The request: Please report each line in the records below that contains the word "dark", copying those lines in full. Count a line only when the word matches in case.

# Start of Material to process

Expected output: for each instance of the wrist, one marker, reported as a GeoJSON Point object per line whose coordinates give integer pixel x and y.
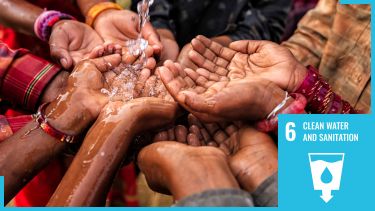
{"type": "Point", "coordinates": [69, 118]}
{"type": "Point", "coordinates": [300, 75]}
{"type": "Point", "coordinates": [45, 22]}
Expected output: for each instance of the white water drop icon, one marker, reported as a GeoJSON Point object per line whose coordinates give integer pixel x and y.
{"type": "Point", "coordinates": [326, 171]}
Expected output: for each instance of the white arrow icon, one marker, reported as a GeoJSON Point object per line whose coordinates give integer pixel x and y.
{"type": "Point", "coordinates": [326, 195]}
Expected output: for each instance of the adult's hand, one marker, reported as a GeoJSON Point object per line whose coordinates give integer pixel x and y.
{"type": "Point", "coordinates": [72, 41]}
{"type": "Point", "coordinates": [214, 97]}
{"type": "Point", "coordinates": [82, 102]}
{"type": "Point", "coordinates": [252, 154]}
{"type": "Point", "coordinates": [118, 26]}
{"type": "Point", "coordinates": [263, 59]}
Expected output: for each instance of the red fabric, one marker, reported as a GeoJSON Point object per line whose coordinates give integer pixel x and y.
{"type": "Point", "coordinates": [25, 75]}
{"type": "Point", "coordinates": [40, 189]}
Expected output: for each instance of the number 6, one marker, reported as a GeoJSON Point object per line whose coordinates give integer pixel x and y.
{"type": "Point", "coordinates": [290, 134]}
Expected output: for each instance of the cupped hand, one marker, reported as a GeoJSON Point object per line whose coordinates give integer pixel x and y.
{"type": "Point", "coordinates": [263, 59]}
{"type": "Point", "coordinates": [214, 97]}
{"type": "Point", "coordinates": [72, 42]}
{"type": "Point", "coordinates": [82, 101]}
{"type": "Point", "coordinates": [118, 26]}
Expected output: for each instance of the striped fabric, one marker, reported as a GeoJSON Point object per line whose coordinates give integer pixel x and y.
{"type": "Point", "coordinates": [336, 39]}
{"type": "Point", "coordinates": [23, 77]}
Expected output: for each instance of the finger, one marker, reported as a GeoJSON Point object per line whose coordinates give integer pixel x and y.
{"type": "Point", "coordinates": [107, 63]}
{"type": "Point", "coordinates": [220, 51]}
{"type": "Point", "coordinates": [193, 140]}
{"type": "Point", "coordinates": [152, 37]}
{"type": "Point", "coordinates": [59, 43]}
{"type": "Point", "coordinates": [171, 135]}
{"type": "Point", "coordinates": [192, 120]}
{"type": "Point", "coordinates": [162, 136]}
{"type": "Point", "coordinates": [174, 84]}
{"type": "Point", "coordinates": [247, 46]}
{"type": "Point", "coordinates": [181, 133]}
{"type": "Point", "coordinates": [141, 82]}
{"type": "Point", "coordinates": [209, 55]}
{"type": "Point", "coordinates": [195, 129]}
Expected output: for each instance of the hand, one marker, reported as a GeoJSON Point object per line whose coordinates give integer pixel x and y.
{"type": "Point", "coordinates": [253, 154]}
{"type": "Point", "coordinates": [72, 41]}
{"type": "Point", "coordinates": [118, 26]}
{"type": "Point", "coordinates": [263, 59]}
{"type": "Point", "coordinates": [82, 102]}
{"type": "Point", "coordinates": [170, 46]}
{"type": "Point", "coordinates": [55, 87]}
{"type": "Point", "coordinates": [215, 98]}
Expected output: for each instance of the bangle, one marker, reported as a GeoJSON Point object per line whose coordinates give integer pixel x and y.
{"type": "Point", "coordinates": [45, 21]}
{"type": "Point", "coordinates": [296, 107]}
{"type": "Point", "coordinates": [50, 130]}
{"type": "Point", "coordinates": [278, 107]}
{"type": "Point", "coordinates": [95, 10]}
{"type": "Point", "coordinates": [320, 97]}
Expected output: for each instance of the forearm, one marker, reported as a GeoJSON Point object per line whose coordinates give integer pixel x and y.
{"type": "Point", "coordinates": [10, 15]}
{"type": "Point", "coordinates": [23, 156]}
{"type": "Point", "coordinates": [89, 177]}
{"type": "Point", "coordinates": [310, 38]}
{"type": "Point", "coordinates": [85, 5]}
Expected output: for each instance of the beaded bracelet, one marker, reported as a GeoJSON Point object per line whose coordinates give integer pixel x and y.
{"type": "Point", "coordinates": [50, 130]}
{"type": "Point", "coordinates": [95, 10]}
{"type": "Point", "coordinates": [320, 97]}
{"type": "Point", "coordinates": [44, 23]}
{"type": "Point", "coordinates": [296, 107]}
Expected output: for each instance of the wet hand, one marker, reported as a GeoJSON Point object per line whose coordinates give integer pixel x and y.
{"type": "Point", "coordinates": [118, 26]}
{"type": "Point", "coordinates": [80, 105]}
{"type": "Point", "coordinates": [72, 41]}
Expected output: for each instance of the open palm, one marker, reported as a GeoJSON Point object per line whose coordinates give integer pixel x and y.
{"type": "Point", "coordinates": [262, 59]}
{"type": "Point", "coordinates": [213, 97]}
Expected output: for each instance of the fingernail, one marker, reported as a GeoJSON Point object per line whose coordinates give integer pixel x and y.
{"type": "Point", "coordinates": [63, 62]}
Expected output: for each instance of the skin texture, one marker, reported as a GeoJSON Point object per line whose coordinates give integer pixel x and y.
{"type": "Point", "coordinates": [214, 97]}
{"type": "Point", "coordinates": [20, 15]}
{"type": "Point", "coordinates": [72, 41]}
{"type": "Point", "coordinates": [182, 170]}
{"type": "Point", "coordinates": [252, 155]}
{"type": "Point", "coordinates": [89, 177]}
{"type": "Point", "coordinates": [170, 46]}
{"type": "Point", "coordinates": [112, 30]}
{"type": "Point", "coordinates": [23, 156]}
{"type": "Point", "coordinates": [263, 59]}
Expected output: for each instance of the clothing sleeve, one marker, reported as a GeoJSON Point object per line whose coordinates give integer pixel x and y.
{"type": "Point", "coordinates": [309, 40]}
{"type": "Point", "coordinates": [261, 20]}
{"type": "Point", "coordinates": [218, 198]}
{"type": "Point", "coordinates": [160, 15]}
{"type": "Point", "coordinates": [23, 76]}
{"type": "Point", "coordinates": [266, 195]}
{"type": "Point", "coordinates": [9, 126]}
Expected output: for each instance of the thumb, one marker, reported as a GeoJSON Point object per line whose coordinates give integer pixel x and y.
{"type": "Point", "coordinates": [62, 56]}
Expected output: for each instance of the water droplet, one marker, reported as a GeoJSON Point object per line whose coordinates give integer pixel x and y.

# End of Material to process
# Start of Material to process

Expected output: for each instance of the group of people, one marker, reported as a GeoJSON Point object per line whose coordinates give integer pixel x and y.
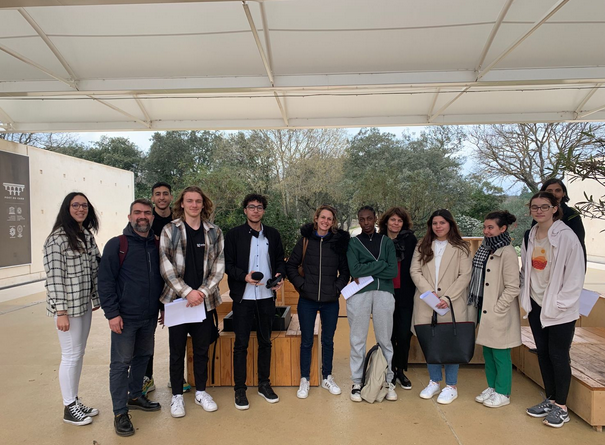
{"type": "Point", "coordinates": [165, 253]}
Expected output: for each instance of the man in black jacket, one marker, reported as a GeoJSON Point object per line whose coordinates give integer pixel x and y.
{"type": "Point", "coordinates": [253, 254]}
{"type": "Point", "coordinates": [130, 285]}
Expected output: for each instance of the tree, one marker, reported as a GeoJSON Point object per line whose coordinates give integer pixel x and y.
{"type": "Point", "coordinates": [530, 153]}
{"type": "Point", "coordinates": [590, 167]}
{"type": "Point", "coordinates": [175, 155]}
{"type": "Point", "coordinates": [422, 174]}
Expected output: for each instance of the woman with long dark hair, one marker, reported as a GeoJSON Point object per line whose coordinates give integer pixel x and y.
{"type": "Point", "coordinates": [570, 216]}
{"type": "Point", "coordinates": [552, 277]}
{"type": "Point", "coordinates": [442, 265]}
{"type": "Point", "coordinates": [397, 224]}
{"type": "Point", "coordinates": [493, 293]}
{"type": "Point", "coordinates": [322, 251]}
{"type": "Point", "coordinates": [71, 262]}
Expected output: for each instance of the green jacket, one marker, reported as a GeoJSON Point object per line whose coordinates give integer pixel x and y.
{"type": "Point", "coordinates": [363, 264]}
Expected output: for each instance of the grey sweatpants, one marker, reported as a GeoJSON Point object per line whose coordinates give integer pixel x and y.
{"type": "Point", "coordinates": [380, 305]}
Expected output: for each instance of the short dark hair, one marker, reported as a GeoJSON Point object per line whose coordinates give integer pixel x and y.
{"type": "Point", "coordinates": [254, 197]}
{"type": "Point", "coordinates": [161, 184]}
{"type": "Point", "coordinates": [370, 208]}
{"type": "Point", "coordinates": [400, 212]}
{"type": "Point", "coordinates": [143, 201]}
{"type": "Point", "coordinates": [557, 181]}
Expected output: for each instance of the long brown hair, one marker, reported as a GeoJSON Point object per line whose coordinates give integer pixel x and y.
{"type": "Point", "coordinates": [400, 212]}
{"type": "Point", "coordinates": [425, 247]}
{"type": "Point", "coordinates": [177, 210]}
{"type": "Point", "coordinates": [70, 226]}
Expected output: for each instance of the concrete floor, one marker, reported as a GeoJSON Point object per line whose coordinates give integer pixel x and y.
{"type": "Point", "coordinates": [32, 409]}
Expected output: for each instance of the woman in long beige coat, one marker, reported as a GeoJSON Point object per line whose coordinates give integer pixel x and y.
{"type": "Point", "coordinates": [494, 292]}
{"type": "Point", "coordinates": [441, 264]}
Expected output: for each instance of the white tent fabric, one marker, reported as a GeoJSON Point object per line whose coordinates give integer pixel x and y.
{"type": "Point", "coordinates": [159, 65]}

# End of Material to process

Solution to the problem:
Expected output: for each instance of the woman with long dark hair, one marker, reported as a GeoJSON Point object per line whose coordinates give integer pixel x and y.
Expected output: for each instance of the short dark hair, one marker, reported as a GeoJSON Point object per line whose coordinates give integer pixel x and y.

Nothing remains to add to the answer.